Pick out each line in the records below that contains the string "shoreline" and copy those lines.

Source data »
▼

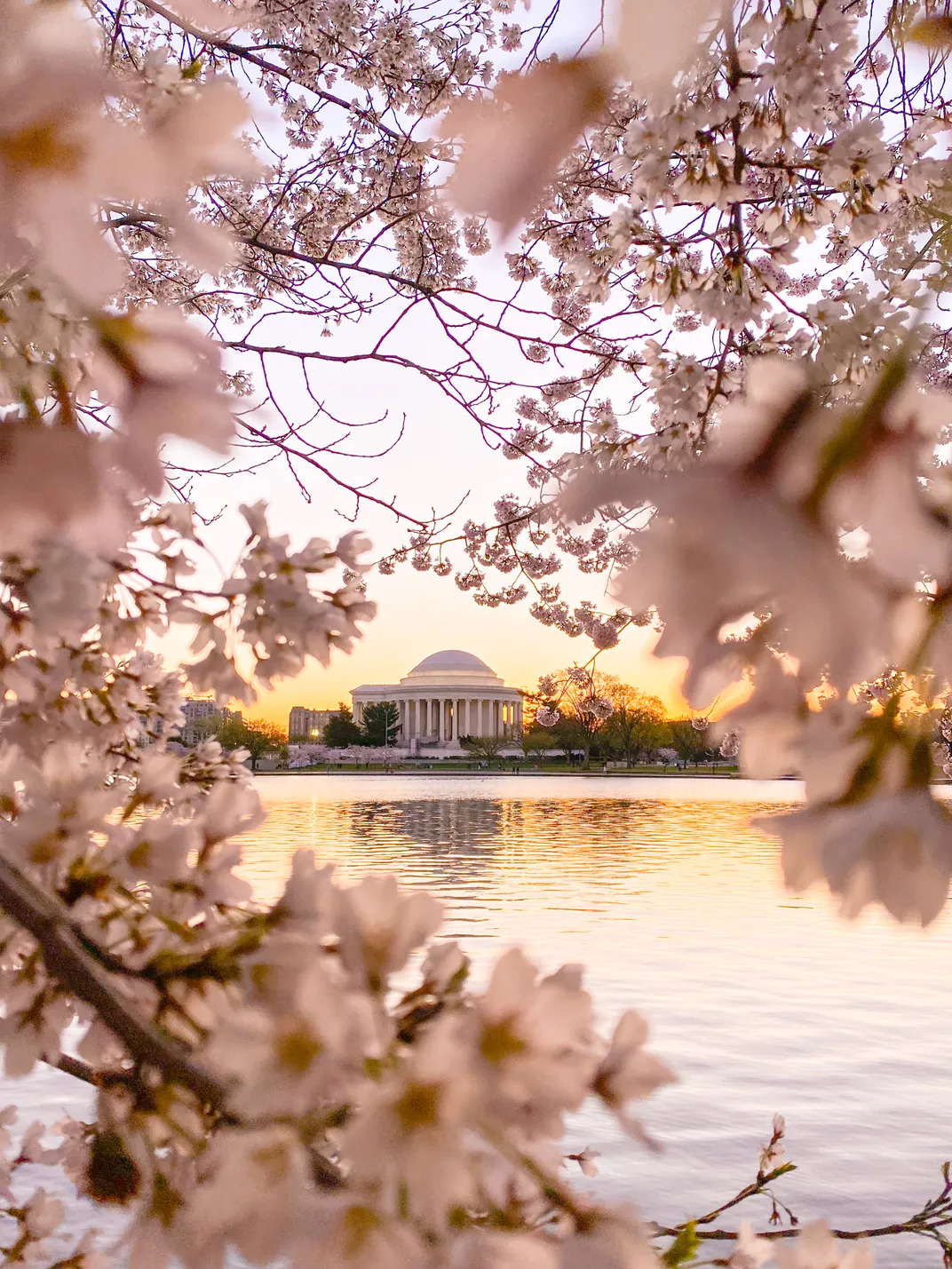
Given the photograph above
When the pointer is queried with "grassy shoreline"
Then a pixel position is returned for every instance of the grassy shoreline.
(378, 769)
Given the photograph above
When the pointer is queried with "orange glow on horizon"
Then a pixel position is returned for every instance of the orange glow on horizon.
(520, 662)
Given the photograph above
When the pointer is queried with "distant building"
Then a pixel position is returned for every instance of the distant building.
(307, 724)
(447, 695)
(202, 719)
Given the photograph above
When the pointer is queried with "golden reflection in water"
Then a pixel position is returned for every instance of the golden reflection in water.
(760, 1000)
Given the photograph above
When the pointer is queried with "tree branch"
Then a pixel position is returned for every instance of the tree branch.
(67, 961)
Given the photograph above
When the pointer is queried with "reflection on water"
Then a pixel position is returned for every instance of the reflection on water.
(762, 1002)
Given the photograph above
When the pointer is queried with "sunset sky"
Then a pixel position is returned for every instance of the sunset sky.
(440, 464)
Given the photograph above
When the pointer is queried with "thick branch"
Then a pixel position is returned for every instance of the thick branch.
(70, 964)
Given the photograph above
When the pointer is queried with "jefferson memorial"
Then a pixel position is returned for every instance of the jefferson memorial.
(447, 695)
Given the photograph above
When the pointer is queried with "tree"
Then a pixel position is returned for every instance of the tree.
(575, 706)
(635, 727)
(536, 742)
(485, 748)
(381, 724)
(342, 731)
(688, 740)
(721, 310)
(257, 736)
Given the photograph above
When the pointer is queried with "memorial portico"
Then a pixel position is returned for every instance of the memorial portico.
(447, 695)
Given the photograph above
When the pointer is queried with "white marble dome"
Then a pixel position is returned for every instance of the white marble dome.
(452, 662)
(446, 695)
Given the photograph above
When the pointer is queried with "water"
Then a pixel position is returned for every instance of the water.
(762, 1002)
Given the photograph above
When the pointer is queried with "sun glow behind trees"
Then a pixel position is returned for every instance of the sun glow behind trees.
(259, 1086)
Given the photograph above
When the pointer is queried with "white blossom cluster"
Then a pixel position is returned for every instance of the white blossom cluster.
(316, 1082)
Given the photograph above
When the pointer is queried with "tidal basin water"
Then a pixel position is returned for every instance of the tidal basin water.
(762, 1002)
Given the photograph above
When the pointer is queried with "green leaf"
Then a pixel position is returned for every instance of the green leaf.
(683, 1249)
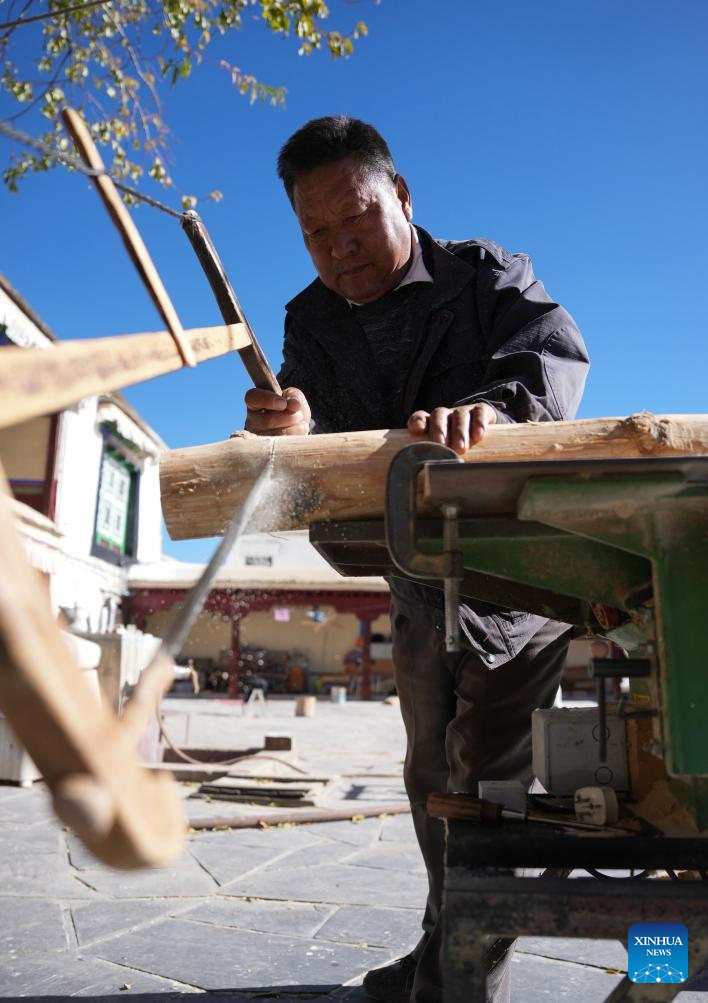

▲

Correct output »
When the pointer is queried with "grassy shoreline"
Then a pixel position is returned for every instance of the grassy shoreline.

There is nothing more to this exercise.